WORK TO COMPLETE: Echo the lines of the records below, word for word, from the line holding "Target: truck cab" through the end of the records, both included.

[Records]
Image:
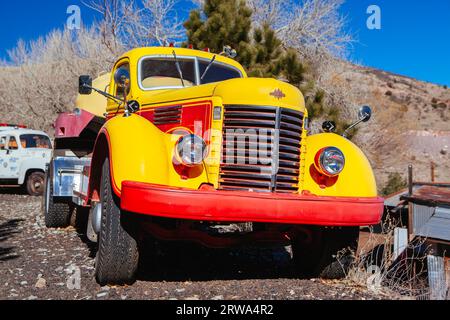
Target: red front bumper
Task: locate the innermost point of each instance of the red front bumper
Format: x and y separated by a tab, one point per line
236	206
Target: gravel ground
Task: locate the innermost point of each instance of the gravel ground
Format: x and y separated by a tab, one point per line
41	263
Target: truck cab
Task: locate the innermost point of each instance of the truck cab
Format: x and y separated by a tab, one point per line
24	154
180	145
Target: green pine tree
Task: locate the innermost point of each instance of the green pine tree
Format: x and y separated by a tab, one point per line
260	52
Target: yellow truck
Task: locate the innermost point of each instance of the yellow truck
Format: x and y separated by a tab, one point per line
180	145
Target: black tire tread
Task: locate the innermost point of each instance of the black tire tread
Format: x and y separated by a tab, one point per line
29	180
322	260
117	255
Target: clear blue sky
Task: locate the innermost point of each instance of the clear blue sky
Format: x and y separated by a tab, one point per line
414	39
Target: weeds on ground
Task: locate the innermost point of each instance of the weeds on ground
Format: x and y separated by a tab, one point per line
378	269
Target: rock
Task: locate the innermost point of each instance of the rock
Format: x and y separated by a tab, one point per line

ANSWER BELOW:
Target: truck cab
Task: locate the innermost point of each instance of the truck cab
Format: x and y separated by a tab, one point per line
24	154
180	145
Target: green pine tree
Task: locate the innermost point of each instance of the green pine tree
Format: x and y separated by a tab, one point per line
260	52
Target: yellow truck
Task: locate the innermost point of each instance of the yellow truck
Format: x and y separated by a tab, one point per line
180	145
Target: black tire tread
Task: locate the innermost point of each instance of the black tire tread
Format: x and y separated by a tab, one point per line
29	180
322	260
117	255
Target: clear blue sky
Task: locate the innermost point of each instance of the clear blue sky
Format: x and y separated by a tab, one point per line
414	39
Target: weeds on ground
Task: locate the innermost point of each instance of the weeds on ground
Format: x and y separated by a tab, one point per line
378	269
Target: rock
Task: locate the innermost point of each instance of the rock
Format: x and y separated by a tab, one point per line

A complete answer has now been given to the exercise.